▶ [Extrait de texte]:

C’est donc naturellement que Souleymane Camara passe pour l’imam dans la Tanière des Lions du Sénégal. Un imam plutôt intermittent tant son rapport à l’équipe nationale a été chaloupé sur la décennie passée. La forte personnalité des leaders de l’équipe d’alors – El Hadj Diouf et Henri Camara notamment – et les rivalités claniques écrasaient trop brutalement la sagesse et la timidité des grands discrets dont il est et reste, aujourd’hui encore.

 

Selon ses proches, les querelles d’ego paraissent des détails face à la surdétermination des aspects sportifs et moraux qu’il met en bandoulière. Naïveté ? Sans doute. Mais pour Petit-Jules, c’est plus simple que cela : c’est un choix contre un autre, suggère un sportif qui l’a côtoyé. ‘’Et il ne s’en porte pas plus mal.’’

 

 

En décembre 2011, entre deux contextes que tout oppose, il peut répéter mot pour mot ce qu’il disait en janvier 2002. ‘’J’ai appris beaucoup de choses au contact du groupe pro (Monaco, NDLR), et je compte bien m’en servir pour m’imposer au sein de la sélection sénégalaise, même si je suis déjà très heureux d’être dans la liste des vingt-deux joueurs appelés à disputer la Can’’, confiait-il à France Football.

 

Ce discours porte ses non-dits, mais entre lui et la Tanière, c’est une vieille histoire de promesses non tenues dont il s’agit.

 

Aujourd’hui, grâce à ses performances à Montpellier, et à la proximité morale qui le lie au sélectionneur national, Petit-Jules semble pouvoir marquer son territoire dans la Tanière. En toute discrétion, cela va de soi. ‘’Il tient dans le groupe le rôle que jouait Amara Traoré dans la génération de 2002’’, souligne Mbaye-Jacques Diop.

 

Une bonne carrière avec le crû actuel rattraperait les frustrations accumulées. Pour cela, le défi d’un sacre continental à Libreville serait, pour Souleymane Camara, une grande revanche sur l’histoire. En toute discrétion, cela va encore de soi.

▶ [Documents fournis]:
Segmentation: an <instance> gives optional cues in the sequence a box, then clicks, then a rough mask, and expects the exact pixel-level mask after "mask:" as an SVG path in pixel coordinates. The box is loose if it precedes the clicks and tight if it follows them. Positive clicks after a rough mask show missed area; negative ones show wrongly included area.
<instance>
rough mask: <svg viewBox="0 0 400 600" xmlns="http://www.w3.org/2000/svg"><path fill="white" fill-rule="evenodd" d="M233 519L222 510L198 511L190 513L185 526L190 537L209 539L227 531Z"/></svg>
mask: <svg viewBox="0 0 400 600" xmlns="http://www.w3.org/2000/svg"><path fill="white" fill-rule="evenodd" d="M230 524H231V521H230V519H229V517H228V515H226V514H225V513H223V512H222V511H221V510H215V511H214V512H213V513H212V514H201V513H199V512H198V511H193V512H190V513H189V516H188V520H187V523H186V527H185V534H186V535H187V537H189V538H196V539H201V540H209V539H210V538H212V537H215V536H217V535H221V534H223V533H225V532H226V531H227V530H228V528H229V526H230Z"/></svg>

▶ [Questions]:
1 - D'après le texte sur Souleymane Camara, à quel joueur de la génération de 2002 Mbaye-Jacques Diop compare-t-il son rôle dans le groupe ?
2 - Poursuivez le texte sur Souleymane Camara à partir de sa dernière phrase.
Les lignes fournies n'interviennent pas dans ce travail.

▶ [Exercices corrigés]:
1 - À Amara Traoré.

2 -
 

La première sélection

C’est âgé à peine de 18 ans que Souleymane Camara découvre la tanière. Le jeune joueur de Monaco, qui a signé son premier contrat professionnel il y a juste quelques mois, est appelé par Bruno Metsu en sélection pour la première fois en décembre 2000. C’était lors d’un regroupement sans match au programme à Dakar. L’attaquant, produit du centre Alod Gentina, sera sur la liste des convoqués lors des premiers matches de Metsu (Ouganda, Mali, Maroc) sans jamais avoir l’occasion d’effectuer sa première cape.

 

Ce n’est que lors du match retour Sénégal-Ouganda à Dakar, comptant pour les éliminatoires de la CAN 2002, que Souleymane Camara honore sa première sélection. Le 24 mars 2001, dans une rencontre dominée par les Lions (3-0, doublé de Diouf et but d’Henri Camara), le jeune Camara entre en jeu dans les dernières minutes de la partie. Sa précocité lui vaut alors le surnom de ‘’P’tit Jules’’. Plus de 11 ans après ses premiers pas dans la tanière, le jeune Lion a bien grandi.

 

REPÈRES

Souleymane Camara

Né le 22 décembre 1982

à Dakar (Sénégal)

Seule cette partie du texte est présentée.